EXERCISE TASKS –
1 – According to the emergency room passage, how many beds does the treatment room have?
2 – Summarize the emergency room passage in two sentences.

(PROVIDED PASSAGE Opens)

Background: Treatment room with 4 beds, no monitors. Ideally this room is used for fast track, MSK and lacerations. However lately it has been another room to hold admitted patients who are not sick enough to be directly by the nurses’ station in a monitored bed.
The night I was there was LOL night (lol=little old lady), where most had fallen and needed various pain workups. One had fallen a WEEK prior, but wanted pain control. This particular lady was elderly, from a nursing home, had fallen a week ago, and surprisingly instead of sending her to Emerg on that day, they properly assessed her, determined she was ok, and didn’t send her in. However the family a week later stated that she said she was in more pain than normal (she has chronic pain) and they wanted her assessed. Into Emerg she went. This lady was already on TWO 250mcg fentenyl patches, plus Dilauded for breakthrough pain. AND SHE WAS STILL COMPLAINING OF PAIN. Medically there was nothing wrong with her, she needed to have her pain meds changed, and to have attention so she would stop whining. I think the nursing home staff got so tired of her whining that she was in pain that they called the doc, and over time they would steadily increase her pain meds. The amount of narcotics she was on could tranquilize a horse. But her vitals were stable, and her pupils weren’t that pinpoint, and when she wasn’t whining, she rested in no apparent distress.

(PROVIDED PASSAGE Closes)
(DATA SECTION Opens)

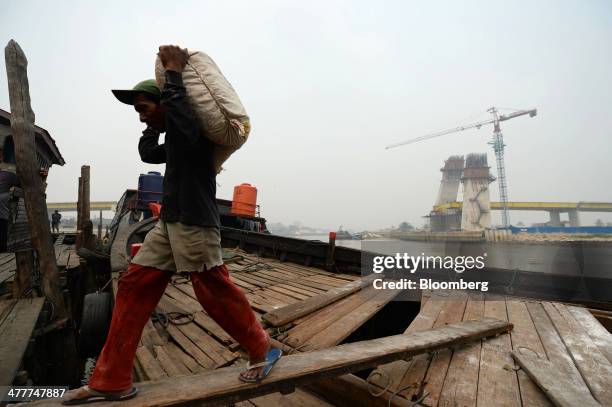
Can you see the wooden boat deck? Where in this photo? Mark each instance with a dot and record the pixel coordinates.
(170, 350)
(484, 373)
(17, 321)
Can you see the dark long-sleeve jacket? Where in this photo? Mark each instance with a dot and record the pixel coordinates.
(190, 178)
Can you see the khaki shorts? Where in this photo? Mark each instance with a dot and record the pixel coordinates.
(174, 246)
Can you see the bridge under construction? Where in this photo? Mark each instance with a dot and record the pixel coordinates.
(473, 213)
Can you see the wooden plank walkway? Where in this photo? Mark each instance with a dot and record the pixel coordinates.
(17, 321)
(222, 386)
(65, 255)
(194, 347)
(566, 337)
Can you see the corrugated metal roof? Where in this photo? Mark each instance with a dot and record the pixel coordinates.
(5, 118)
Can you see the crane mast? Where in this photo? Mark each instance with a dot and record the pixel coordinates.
(497, 143)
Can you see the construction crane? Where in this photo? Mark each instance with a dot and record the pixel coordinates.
(498, 147)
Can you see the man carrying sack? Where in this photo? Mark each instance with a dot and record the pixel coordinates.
(186, 239)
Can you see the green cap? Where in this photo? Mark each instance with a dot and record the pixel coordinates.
(149, 87)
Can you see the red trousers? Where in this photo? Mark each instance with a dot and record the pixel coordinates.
(140, 289)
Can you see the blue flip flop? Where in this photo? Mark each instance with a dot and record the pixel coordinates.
(272, 357)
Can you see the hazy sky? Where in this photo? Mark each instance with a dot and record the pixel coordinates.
(327, 85)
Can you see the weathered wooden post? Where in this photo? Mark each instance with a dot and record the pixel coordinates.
(83, 210)
(100, 226)
(22, 127)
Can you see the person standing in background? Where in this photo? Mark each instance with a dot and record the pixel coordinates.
(8, 179)
(56, 218)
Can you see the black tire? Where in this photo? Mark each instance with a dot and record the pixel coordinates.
(95, 322)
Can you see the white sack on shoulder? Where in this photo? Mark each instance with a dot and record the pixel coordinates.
(220, 114)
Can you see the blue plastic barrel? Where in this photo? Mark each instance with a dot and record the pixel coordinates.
(150, 187)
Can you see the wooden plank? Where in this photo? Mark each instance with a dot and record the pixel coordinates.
(210, 326)
(190, 348)
(350, 390)
(287, 314)
(600, 336)
(299, 398)
(562, 391)
(317, 286)
(223, 386)
(305, 287)
(149, 364)
(591, 363)
(171, 366)
(497, 384)
(6, 306)
(391, 376)
(525, 338)
(15, 333)
(307, 291)
(461, 383)
(553, 345)
(208, 345)
(347, 324)
(302, 333)
(180, 356)
(274, 295)
(25, 269)
(291, 291)
(429, 379)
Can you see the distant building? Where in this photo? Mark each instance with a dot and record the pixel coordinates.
(47, 154)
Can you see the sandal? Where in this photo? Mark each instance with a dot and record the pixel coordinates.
(96, 396)
(272, 357)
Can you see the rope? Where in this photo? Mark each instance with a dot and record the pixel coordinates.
(105, 285)
(173, 317)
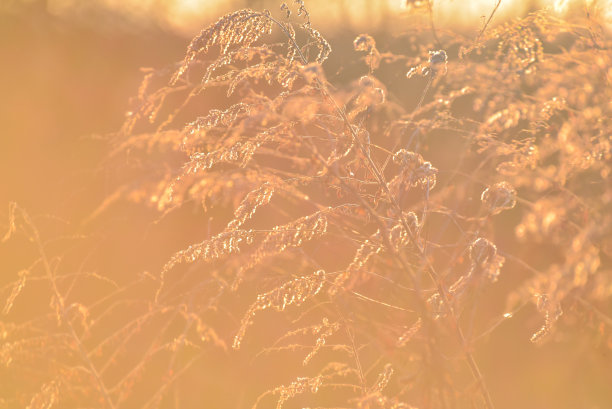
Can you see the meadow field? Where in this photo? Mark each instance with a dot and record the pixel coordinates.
(299, 204)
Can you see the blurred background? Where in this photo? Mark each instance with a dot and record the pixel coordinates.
(68, 69)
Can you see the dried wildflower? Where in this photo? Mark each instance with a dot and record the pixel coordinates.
(364, 42)
(485, 259)
(414, 171)
(294, 292)
(499, 197)
(552, 311)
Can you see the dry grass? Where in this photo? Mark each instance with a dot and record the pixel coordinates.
(355, 246)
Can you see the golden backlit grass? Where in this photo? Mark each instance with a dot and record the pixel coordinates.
(427, 227)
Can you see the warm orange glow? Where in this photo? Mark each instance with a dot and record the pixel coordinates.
(384, 207)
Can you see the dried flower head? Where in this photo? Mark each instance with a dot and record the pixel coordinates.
(499, 197)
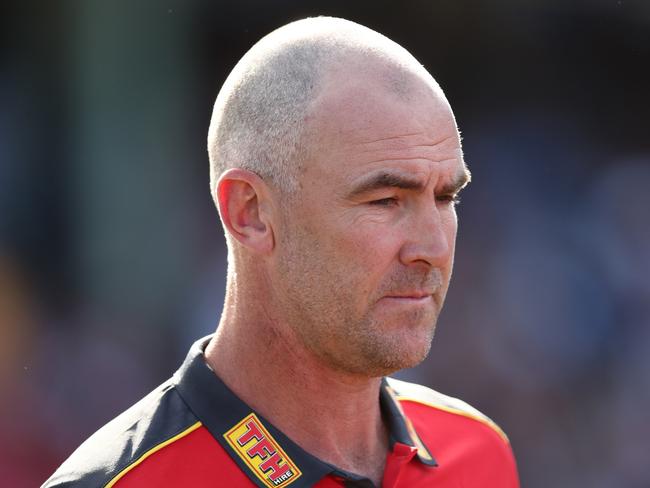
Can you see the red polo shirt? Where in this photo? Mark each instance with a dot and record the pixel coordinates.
(193, 431)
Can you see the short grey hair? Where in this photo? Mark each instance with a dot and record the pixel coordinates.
(259, 118)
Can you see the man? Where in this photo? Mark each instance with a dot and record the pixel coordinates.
(335, 166)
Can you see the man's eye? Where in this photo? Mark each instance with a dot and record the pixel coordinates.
(384, 202)
(451, 199)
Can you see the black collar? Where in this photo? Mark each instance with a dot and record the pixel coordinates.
(220, 410)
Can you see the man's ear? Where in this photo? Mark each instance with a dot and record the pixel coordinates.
(245, 209)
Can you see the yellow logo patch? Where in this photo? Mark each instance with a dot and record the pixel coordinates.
(261, 453)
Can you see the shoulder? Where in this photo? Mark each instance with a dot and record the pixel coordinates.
(154, 422)
(458, 436)
(434, 403)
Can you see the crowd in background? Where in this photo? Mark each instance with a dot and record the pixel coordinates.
(112, 259)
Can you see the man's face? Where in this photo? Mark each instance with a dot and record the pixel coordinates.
(366, 249)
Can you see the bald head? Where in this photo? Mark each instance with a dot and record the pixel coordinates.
(260, 118)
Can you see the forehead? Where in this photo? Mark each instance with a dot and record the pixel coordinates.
(359, 125)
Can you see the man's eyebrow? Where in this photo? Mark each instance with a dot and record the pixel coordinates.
(386, 180)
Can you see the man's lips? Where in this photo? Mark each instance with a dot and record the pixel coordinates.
(411, 297)
(410, 294)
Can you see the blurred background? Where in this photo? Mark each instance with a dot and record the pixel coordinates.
(112, 257)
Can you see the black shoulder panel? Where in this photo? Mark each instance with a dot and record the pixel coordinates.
(159, 416)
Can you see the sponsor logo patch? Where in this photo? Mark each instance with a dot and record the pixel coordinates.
(261, 453)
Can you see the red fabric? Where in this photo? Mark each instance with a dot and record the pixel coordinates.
(470, 454)
(196, 460)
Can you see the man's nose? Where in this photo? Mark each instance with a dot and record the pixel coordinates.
(428, 237)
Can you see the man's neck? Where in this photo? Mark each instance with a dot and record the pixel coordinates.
(332, 415)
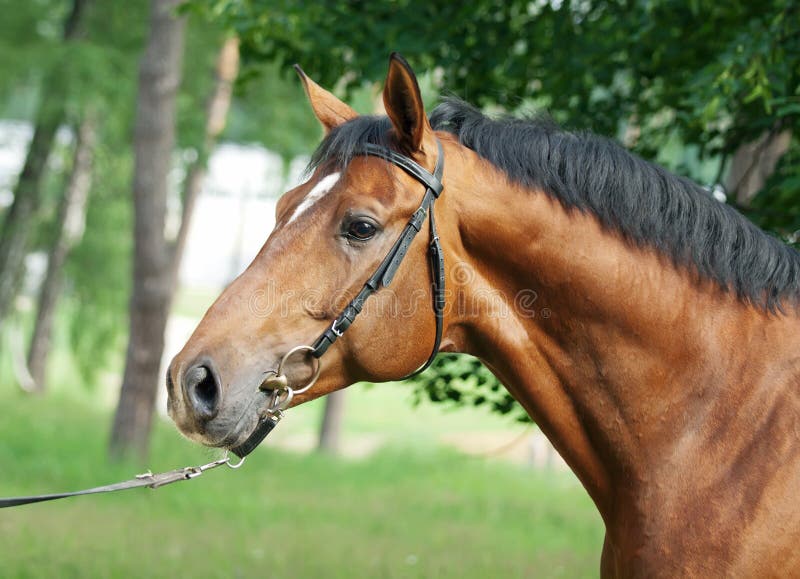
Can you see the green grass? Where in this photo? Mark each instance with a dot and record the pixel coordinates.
(404, 512)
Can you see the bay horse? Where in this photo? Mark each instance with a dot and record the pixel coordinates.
(652, 332)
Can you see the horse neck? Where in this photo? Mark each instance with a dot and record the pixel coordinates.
(609, 347)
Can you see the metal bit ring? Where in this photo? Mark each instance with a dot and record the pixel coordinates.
(316, 364)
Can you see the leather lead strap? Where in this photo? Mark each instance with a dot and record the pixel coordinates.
(384, 275)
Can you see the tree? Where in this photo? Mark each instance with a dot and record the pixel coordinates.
(154, 140)
(70, 225)
(15, 235)
(156, 258)
(717, 79)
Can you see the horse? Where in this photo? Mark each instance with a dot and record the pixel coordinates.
(651, 331)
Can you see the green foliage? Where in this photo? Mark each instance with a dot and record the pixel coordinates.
(463, 381)
(700, 76)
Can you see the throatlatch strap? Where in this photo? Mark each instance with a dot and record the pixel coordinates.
(384, 275)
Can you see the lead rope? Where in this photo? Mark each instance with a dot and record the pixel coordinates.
(147, 479)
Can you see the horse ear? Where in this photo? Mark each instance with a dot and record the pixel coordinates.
(330, 111)
(403, 103)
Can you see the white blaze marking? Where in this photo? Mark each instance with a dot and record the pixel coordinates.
(325, 184)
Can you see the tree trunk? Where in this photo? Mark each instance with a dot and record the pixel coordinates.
(71, 222)
(157, 262)
(154, 139)
(754, 162)
(14, 236)
(219, 103)
(331, 428)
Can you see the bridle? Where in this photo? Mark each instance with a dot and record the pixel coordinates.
(277, 383)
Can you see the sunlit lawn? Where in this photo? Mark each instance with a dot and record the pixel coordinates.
(404, 512)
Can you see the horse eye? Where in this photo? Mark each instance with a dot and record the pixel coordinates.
(361, 230)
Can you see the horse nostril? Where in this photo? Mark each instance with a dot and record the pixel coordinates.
(203, 391)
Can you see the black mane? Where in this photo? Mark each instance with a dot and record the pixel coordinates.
(642, 201)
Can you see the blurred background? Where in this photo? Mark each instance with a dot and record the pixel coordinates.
(143, 146)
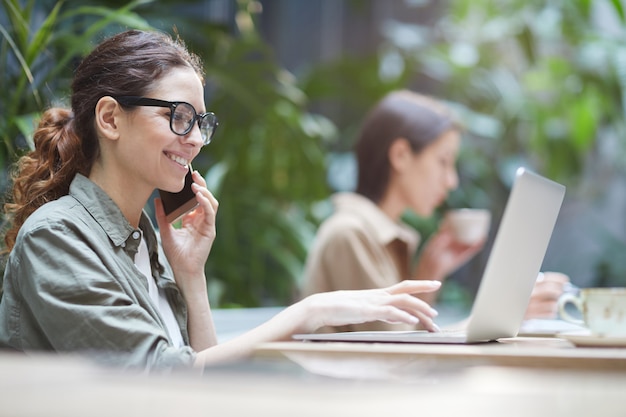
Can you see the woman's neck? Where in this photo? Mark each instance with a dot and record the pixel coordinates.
(391, 205)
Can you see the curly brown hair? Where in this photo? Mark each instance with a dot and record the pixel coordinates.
(66, 141)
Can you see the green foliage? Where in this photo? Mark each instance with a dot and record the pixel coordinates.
(37, 49)
(537, 83)
(265, 164)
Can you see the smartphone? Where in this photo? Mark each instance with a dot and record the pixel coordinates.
(180, 203)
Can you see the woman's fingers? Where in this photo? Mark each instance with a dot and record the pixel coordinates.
(414, 286)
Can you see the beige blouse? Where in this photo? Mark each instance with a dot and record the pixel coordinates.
(359, 247)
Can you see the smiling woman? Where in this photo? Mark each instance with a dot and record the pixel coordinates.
(87, 270)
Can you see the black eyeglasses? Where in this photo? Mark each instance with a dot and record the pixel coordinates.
(182, 115)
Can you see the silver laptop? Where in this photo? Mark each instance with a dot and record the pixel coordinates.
(510, 274)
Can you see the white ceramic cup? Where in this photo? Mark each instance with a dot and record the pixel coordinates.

(DATA SECTION Closes)

SOLUTIONS FOR EACH TASK –
1 – The treatment room has four beds, with no monitors.

2 – The treatment room has four beds and no monitors, and it is ideally used for fast track, MSK, and lacerations, but lately it has held admitted patients who are not sick enough for a monitored bed. On the night described, most patients had fallen and needed pain workups, among them an elderly nursing home resident who came in a week after her fall still complaining of pain despite a large amount of narcotics, although nothing was medically wrong with her and her vitals were stable.